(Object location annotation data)
= = =
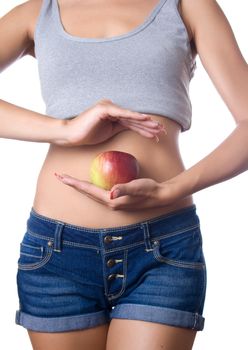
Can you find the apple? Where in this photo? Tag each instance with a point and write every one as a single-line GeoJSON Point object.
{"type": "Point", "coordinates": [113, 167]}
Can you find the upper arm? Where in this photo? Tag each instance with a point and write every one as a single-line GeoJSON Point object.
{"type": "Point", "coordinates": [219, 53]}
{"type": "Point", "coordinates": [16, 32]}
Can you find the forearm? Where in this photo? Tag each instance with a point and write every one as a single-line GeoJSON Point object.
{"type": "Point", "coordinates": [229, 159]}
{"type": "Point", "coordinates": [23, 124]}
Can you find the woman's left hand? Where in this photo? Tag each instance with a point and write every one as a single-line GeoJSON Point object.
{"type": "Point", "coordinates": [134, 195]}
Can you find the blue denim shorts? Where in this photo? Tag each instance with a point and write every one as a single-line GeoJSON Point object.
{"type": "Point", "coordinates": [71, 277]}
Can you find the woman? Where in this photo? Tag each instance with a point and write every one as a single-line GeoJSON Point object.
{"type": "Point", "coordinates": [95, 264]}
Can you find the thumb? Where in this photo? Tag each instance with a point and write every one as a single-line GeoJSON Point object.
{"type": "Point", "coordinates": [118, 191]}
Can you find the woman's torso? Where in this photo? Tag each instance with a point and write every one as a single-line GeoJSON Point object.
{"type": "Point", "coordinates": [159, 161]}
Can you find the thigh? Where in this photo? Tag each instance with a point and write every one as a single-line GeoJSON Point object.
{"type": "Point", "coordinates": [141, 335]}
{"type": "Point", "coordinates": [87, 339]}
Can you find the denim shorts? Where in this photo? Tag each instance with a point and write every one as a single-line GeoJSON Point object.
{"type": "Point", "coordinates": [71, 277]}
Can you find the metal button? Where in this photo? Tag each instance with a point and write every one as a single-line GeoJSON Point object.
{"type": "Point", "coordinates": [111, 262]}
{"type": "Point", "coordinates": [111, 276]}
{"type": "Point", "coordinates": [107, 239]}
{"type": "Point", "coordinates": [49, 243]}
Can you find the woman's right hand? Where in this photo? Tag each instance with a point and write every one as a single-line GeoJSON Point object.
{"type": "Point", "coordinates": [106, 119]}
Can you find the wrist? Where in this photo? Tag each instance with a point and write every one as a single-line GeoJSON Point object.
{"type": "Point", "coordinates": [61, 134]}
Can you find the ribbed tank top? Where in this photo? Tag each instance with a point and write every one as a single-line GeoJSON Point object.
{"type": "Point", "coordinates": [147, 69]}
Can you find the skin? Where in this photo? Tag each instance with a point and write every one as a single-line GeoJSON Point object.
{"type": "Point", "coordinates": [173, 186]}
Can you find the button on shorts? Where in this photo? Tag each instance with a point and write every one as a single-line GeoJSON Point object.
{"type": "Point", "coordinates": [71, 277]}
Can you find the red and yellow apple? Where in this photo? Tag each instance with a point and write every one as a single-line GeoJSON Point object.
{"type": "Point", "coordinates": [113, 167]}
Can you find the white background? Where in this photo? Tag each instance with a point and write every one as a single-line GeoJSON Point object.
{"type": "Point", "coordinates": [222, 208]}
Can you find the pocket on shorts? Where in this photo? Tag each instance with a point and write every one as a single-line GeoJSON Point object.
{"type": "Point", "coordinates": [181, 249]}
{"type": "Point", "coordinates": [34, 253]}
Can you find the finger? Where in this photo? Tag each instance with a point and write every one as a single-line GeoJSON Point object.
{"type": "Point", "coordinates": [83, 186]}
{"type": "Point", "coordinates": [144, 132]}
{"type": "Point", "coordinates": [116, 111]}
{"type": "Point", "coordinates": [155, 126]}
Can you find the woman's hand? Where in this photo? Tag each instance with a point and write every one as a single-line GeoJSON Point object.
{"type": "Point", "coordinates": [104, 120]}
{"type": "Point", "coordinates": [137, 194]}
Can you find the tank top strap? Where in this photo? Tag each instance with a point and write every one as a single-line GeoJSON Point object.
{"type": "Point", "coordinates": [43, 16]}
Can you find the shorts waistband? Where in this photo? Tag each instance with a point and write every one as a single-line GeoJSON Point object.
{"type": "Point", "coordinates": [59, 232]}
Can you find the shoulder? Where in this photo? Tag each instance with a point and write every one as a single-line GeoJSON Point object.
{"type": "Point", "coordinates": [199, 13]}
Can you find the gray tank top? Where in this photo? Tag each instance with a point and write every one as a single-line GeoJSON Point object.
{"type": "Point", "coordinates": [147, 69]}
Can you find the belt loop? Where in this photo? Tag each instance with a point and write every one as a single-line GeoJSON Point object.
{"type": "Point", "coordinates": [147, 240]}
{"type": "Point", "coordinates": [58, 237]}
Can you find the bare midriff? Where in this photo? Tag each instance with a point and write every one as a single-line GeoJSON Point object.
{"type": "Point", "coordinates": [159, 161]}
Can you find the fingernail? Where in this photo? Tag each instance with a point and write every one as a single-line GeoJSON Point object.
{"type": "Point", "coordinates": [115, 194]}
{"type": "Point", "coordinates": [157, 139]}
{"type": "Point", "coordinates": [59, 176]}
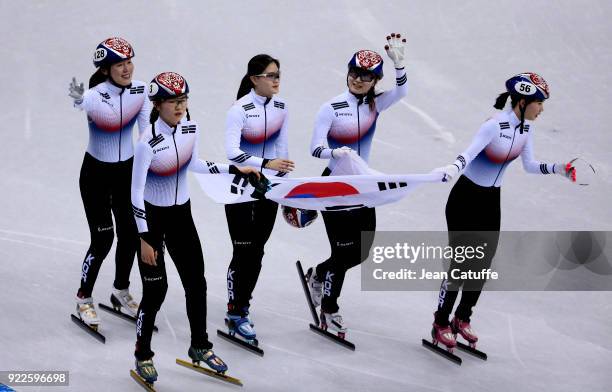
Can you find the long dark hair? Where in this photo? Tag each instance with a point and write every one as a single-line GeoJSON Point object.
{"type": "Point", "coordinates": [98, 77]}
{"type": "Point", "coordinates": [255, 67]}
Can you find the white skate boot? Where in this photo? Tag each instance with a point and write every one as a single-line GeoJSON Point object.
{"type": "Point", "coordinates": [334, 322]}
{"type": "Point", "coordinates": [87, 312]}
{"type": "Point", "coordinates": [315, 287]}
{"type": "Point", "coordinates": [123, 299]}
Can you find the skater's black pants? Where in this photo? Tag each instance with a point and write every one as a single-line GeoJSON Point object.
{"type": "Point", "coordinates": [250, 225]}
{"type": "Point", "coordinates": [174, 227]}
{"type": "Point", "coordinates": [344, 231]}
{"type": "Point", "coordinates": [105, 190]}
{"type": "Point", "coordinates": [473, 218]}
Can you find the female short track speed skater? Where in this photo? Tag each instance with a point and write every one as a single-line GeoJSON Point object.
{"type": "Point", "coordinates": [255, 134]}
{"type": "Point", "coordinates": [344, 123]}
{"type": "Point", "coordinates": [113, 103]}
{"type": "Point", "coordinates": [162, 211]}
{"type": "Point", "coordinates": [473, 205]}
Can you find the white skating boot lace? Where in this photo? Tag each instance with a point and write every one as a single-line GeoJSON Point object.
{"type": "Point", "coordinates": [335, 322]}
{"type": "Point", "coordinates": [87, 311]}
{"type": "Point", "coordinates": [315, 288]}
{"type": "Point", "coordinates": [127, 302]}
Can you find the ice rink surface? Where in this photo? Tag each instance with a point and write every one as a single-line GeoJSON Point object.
= = =
TASK OBJECTIVE:
Print all of the entries word for word. Skip any images they contain.

TASK OUTPUT:
Can you find the apple? Where in this photo? Tag each instance with a point and write every one as a single-line GeoJSON Point object.
{"type": "Point", "coordinates": [113, 167]}
Can you find the upper arm? Where in this photo? Tag each instance with a point and write every one as a single-line GeoJSON Point object.
{"type": "Point", "coordinates": [219, 53]}
{"type": "Point", "coordinates": [16, 32]}
Can you find the forearm? Where in this photo? Tag each instance with a point and write every one as a single-line GeoJSON Point object.
{"type": "Point", "coordinates": [229, 159]}
{"type": "Point", "coordinates": [23, 124]}
Can you find the woman's left hand? Where in this photo? Tag each instance with a point and write every one as a single-line GeoJSON Point object.
{"type": "Point", "coordinates": [134, 195]}
Can you find the blue denim shorts? Where in this photo? Tag each instance with a point and write every one as a single-line GeoJSON Point object.
{"type": "Point", "coordinates": [71, 277]}
Can you find the woman? Where in this photo? Tag each instance with a point and write every one as a single-line GeoJSON Point object.
{"type": "Point", "coordinates": [95, 264]}
Can you find the thumb? Where in this photo? Tag each instance with a point and write every one as a single-line GeoJSON Point object.
{"type": "Point", "coordinates": [118, 191]}
Can you find the woman's torso? Where in this photo? Tag each instance with a point and write every one as a single-line GeoJSON Point object.
{"type": "Point", "coordinates": [159, 161]}
Can you find the thigh? Where in this photo? Tag each instance with a point and write every one as a single-line GeoJSON Point object.
{"type": "Point", "coordinates": [141, 335]}
{"type": "Point", "coordinates": [87, 339]}
Can you find the denim shorts? Where in this photo? Tag each instance with a point and write every one as a single-line GeoJSON Point object.
{"type": "Point", "coordinates": [71, 277]}
Can you find the metal button? Where in this photo? Tag each instance with a point and write every one as a single-line GeoJSON Point object.
{"type": "Point", "coordinates": [111, 262]}
{"type": "Point", "coordinates": [111, 276]}
{"type": "Point", "coordinates": [107, 239]}
{"type": "Point", "coordinates": [49, 243]}
Can you find the woman's right hand? Where in this photo? Tag each instance with a point and write every one as a single-line GeoJSON Point object.
{"type": "Point", "coordinates": [106, 119]}
Can you find the wrist? Where in this photo? Tag each instance with a point and write every one as a single-line GeoJSON Point object.
{"type": "Point", "coordinates": [61, 134]}
Can you find the ribbed tank top? Where in this photo? Tag each instance with a point and write every one as a single-line GeoJSON Point object.
{"type": "Point", "coordinates": [147, 69]}
Can you find the skin? Where in this photo? Tag each instance with a point and write every one as a single-line GeoJSON Point object.
{"type": "Point", "coordinates": [173, 186]}
Can you find the button on shorts? Where in this photo? Tag each instance with a point and write every one as a single-line GeoJSON Point object.
{"type": "Point", "coordinates": [71, 277]}
Can you find the red and yellow apple? Where in this photo? Tag each instance with a point and write every one as a single-line GeoJSON Point object.
{"type": "Point", "coordinates": [113, 167]}
Can you find the white background? Where in this photo? Tag each instance with a point and write every one as a single-line GeoJSON Point object.
{"type": "Point", "coordinates": [222, 208]}
Can you find the pocket on shorts? Where in this photo? Tag each instance with a point and write every one as a single-line GeoJSON Point object.
{"type": "Point", "coordinates": [181, 249]}
{"type": "Point", "coordinates": [34, 253]}
Can you find the finger? Where in this photo? Tag each instance with a point and write every one as a single-line GeoJSON Point object.
{"type": "Point", "coordinates": [83, 186]}
{"type": "Point", "coordinates": [144, 132]}
{"type": "Point", "coordinates": [116, 111]}
{"type": "Point", "coordinates": [155, 126]}
Can you find the woman's hand? Where in this photo? Tag each instance with a point and write every one as a single-line GeoJSON Point object.
{"type": "Point", "coordinates": [104, 120]}
{"type": "Point", "coordinates": [137, 194]}
Can you find the tank top strap? Where in this photo? Tag each instance with a point and write every one as a single-line GeoJSON Point object.
{"type": "Point", "coordinates": [43, 16]}
Can you find the shorts waistband? Where in this photo? Tag each instance with a point and write every one as a single-line GeoJSON Point object.
{"type": "Point", "coordinates": [59, 232]}
Can you find the shoulder? Where in this photo? Tag each instance with a point and write every one as a single-line GeoJSON Point object.
{"type": "Point", "coordinates": [199, 13]}
Can you find the gray tank top? Where in this photo? Tag each instance with a point and write every one as a single-line GeoJSON Point object.
{"type": "Point", "coordinates": [147, 69]}
Can you find the belt loop? Where in this photo? Tag each instance with a point and write every one as a single-line GeoJSON Point object.
{"type": "Point", "coordinates": [147, 240]}
{"type": "Point", "coordinates": [58, 237]}
Can you find the bare midriff? Where in this photo? Tag each instance with a point and write every one as a single-line GeoJSON Point object.
{"type": "Point", "coordinates": [159, 161]}
Can you find the fingernail? Where in this photo? Tag each instance with a point and write every one as a single-line GeoJSON Point object.
{"type": "Point", "coordinates": [115, 194]}
{"type": "Point", "coordinates": [157, 139]}
{"type": "Point", "coordinates": [59, 176]}
Can you find the long dark hair? Where in this photo? Tag each instance with a point and write every one as a single-line GeoJSON Point object.
{"type": "Point", "coordinates": [98, 77]}
{"type": "Point", "coordinates": [255, 67]}
Can you find the white skate boot? Where in this photo? Tag each instance with a point and write every one as a single-line GeoJSON Point object.
{"type": "Point", "coordinates": [334, 322]}
{"type": "Point", "coordinates": [87, 312]}
{"type": "Point", "coordinates": [315, 287]}
{"type": "Point", "coordinates": [123, 299]}
Can you find the skater's black pants? Where in this photo? Tag each instance with a point and write every one as a single-line GeoJSON Point object.
{"type": "Point", "coordinates": [250, 225]}
{"type": "Point", "coordinates": [174, 227]}
{"type": "Point", "coordinates": [344, 231]}
{"type": "Point", "coordinates": [105, 190]}
{"type": "Point", "coordinates": [473, 218]}
Can you find the female short track speed skater? Where in this photo? Tag each instance with a point and write every one as a single-line GeoJSON Point object.
{"type": "Point", "coordinates": [255, 134]}
{"type": "Point", "coordinates": [344, 123]}
{"type": "Point", "coordinates": [113, 103]}
{"type": "Point", "coordinates": [162, 211]}
{"type": "Point", "coordinates": [473, 205]}
Can you find the white skating boot lace? Where in this photo? Tag each instance with a point and write every one as a single-line GeoJSON Point object.
{"type": "Point", "coordinates": [335, 322]}
{"type": "Point", "coordinates": [87, 311]}
{"type": "Point", "coordinates": [315, 288]}
{"type": "Point", "coordinates": [127, 302]}
Can you find the ice rink surface? Where in this photo? Tag each instance with a point and write every one as a single-line GeoJSON Point object.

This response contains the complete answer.